_THE TASK_
Your task is to output the data exactly as it stands.

_RECORDS PROVIDED_

★ ★ ★ ★

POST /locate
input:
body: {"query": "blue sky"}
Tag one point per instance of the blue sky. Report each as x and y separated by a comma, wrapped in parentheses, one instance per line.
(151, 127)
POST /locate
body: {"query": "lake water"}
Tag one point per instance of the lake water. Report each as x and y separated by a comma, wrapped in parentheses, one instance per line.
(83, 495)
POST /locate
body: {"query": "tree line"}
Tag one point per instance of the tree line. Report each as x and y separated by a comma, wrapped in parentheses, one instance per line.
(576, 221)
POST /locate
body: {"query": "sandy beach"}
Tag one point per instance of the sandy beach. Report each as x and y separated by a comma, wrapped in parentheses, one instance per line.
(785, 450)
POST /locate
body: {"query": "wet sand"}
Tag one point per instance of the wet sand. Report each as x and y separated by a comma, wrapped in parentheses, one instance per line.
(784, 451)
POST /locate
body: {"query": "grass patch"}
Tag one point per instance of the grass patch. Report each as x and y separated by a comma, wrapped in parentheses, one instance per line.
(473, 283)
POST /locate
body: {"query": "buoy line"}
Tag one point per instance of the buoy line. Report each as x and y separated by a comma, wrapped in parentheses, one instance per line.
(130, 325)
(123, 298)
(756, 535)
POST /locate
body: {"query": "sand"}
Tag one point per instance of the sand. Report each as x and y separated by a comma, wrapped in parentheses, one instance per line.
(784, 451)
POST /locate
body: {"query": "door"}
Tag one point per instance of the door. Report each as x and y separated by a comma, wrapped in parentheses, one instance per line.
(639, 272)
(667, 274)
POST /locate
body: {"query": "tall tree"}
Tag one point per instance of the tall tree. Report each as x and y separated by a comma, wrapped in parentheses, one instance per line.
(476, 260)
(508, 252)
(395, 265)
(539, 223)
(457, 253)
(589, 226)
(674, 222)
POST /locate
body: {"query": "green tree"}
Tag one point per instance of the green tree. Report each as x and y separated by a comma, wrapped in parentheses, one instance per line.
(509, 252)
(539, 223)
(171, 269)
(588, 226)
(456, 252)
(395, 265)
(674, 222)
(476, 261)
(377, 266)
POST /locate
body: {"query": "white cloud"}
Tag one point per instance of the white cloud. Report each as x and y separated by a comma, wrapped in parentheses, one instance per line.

★ ★ ★ ★

_SOLUTION TO THIS TASK_
POST /locate
input:
body: {"query": "blue sky"}
Tag one point per instance of the blue sky. Report each as x and y separated by a comma, wrapped in parentheses, one instance per line.
(151, 127)
POST /locate
body: {"query": "lake water"}
Tag one point per instance of the lake water. Report each as x and y separated by a comma, wrapped in parentheses, one instance per line.
(83, 495)
POST /locate
body: {"query": "tree line"}
Tag one point per instance of the tree line. Report each as x and y separated by a comma, wrapped in parentheses, one instance per line.
(576, 221)
POST /locate
body: {"query": "sandy beach"}
Tag one point per instance of the sandy beach. Report each as x and y separated by a comma, wrapped in parentheses, one instance per line.
(785, 450)
POST /locate
body: {"query": "wet sand"}
Tag one point per instance of the wet sand. Report each as x and y separated by a comma, wrapped in parentheses, one instance per line.
(784, 451)
POST /locate
body: {"query": "grass patch"}
Tag one point per instance of the grass patch. Report each as x and y separated by a comma, wrapped in parentheses, one instance per line.
(473, 283)
POST /locate
body: {"query": "buoy line"}
Tag one point per instance of the buoy line. Report each as x and y separated by a comma, wrapped in parentheses, one instance per line.
(130, 325)
(123, 298)
(756, 535)
POST /locate
body: {"query": "sand"}
Tag one point per instance of the sand. Report each as x and y separated by a comma, wrapped in parentheses, one instance per line.
(784, 451)
POST /locate
body: {"query": "door"}
Tag one point per instance of the door. Report each as x and y separated by a comma, wrapped in parentheses, one instance per line.
(639, 272)
(667, 274)
POST /locate
body: {"query": "tall tree"}
Tag one point per instance of the tall tree. Report each as x and y separated by a comma, wrapped in parentheses, one instance per line.
(476, 260)
(508, 252)
(395, 265)
(539, 223)
(457, 253)
(589, 226)
(674, 222)
POST /locate
body: {"query": "green tree"}
Tag one point per instance of the green tree. Report each as x and y separated by a comma, wrapped in parentheses, one instance per line.
(509, 252)
(539, 223)
(171, 269)
(588, 226)
(456, 252)
(395, 265)
(674, 222)
(476, 261)
(377, 266)
POST /locate
body: {"query": "white cloud"}
Tag one point per instance of the white cloud. Report each as x and y separated by a comma, wrapped in parentheses, one instance per line.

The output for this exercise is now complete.